» YOUR TASK:
Copy the material below word for word, from its first line through the line that contains "point(319, 252)", and leave the pictures out of your copy.

» SUPPLIED RECORDS:
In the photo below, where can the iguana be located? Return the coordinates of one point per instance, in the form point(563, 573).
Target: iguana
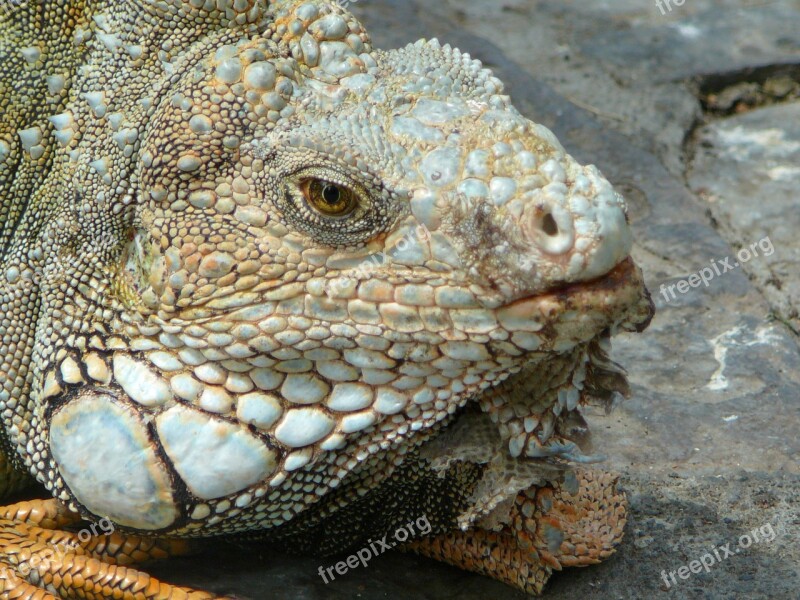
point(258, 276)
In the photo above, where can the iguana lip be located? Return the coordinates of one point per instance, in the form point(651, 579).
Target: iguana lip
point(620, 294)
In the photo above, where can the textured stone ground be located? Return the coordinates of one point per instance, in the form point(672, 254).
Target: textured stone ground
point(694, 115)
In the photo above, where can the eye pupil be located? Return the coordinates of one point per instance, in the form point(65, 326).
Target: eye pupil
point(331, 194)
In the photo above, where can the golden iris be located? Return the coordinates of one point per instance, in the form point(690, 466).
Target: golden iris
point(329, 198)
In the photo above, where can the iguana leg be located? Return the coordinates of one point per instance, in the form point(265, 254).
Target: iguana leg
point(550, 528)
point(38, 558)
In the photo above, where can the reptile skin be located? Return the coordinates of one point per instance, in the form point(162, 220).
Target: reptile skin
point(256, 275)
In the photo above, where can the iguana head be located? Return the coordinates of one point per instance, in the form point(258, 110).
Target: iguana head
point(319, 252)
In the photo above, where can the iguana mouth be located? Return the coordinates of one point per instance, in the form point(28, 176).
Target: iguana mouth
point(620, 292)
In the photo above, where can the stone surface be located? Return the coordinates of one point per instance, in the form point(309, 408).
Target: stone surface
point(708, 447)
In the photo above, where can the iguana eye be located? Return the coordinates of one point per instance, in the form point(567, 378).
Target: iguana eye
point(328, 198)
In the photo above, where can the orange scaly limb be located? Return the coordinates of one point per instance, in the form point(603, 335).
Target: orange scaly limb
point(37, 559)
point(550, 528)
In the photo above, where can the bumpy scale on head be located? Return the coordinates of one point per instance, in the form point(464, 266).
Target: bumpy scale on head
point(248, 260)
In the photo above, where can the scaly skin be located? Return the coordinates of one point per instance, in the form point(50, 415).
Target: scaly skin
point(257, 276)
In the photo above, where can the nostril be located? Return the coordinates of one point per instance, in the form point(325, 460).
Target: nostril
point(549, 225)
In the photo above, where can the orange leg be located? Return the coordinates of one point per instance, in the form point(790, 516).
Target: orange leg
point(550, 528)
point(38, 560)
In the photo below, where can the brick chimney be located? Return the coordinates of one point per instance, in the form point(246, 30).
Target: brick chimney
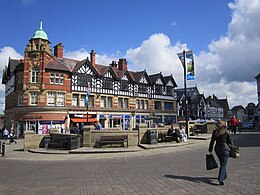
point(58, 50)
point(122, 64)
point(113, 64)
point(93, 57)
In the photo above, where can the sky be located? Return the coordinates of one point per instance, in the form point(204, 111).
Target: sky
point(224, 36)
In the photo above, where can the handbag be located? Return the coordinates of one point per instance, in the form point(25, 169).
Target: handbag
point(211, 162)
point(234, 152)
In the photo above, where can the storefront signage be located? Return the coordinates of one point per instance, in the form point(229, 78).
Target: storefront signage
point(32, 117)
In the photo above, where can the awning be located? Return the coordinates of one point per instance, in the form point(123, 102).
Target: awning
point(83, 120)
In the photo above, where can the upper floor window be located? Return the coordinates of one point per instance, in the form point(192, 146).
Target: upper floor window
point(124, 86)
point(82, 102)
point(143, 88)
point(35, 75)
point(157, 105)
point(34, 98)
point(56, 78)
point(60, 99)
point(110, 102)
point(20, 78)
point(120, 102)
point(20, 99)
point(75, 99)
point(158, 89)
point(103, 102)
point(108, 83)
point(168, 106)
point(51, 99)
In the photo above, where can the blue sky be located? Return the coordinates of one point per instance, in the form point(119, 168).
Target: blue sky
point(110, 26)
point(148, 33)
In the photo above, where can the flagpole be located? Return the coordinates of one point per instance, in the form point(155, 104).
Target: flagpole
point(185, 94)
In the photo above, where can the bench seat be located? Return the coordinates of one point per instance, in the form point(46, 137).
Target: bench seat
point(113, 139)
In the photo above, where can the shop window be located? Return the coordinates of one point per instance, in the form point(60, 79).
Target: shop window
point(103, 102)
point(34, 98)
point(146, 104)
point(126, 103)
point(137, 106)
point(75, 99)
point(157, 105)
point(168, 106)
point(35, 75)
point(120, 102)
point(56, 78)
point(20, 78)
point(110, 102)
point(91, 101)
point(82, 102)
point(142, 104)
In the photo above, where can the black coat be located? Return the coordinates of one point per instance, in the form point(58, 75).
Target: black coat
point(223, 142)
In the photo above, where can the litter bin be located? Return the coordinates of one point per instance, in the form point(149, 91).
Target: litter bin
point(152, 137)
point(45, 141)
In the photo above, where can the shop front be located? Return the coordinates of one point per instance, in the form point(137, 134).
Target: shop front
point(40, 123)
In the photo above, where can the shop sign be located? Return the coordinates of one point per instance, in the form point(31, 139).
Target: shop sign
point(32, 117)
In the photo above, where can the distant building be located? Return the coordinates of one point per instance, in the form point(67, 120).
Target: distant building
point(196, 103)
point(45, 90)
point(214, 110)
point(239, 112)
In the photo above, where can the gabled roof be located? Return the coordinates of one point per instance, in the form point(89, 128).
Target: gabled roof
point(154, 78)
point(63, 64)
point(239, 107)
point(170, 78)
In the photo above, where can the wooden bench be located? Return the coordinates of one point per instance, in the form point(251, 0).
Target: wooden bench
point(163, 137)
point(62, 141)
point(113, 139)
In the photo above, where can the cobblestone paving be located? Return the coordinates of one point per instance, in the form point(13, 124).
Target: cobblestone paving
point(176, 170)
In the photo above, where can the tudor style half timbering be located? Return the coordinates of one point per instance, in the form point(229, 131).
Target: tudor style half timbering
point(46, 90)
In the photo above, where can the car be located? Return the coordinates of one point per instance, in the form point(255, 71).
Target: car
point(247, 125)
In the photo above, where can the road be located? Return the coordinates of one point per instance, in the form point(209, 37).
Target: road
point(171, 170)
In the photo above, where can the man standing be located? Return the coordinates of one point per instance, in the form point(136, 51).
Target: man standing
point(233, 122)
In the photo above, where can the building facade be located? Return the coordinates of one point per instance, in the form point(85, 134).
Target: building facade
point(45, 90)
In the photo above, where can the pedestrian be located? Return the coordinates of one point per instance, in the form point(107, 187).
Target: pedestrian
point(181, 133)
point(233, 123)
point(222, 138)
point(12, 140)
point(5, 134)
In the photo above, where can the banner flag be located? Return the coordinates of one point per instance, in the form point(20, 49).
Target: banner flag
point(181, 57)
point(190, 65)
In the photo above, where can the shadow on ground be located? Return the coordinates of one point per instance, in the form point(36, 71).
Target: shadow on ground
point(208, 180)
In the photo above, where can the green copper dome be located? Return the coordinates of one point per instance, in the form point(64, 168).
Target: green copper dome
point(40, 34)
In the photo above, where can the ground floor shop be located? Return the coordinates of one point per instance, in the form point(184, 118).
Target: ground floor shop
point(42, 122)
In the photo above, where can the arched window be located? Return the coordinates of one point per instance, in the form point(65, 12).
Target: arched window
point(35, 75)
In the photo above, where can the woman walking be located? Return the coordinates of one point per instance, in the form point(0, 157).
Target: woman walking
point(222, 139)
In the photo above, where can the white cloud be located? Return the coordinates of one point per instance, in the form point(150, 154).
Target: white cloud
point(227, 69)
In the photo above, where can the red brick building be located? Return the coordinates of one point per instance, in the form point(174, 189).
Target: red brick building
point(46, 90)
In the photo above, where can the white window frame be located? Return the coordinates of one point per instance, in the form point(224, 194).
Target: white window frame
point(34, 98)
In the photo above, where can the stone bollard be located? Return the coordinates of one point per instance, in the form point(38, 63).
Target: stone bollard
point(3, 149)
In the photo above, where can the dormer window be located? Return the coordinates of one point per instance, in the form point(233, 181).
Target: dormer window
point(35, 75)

» RESPONSE:
In the photo below, where can the iguana be located? Return the coordinates of one point per instance, in the form point(563, 573).
Target: iguana
point(258, 276)
In the photo above, where can the iguana lip be located? Return the coordinates of one point per instance, in the form point(651, 579).
Target: iguana lip
point(620, 294)
In the photo above, where can the textured stone ground be located? Return the coordinates of one point per instance, in the form point(672, 254).
Target: textured stone ground
point(694, 115)
In the photo above, where can the eye pupil be located? Return the coordinates of one point per instance, in the form point(65, 326).
Target: eye pupil
point(331, 194)
In the photo above, where can the golden iris be located? Return the coordinates of one point per instance, in the form point(690, 466).
Target: golden iris
point(329, 198)
In the photo above, where can the iguana leg be located? Return the coordinates of one point per instance, in the form point(265, 254).
Target: iguana leg
point(550, 528)
point(38, 558)
In the photo above, where can the reptile skin be located? Return the coordinates of one point per instance, in the form point(162, 220).
Target: reptile skin
point(256, 275)
In the photo above, where can the iguana head be located? Return the coordinates of one point per instance, in the form point(258, 110).
Target: iguana head
point(319, 252)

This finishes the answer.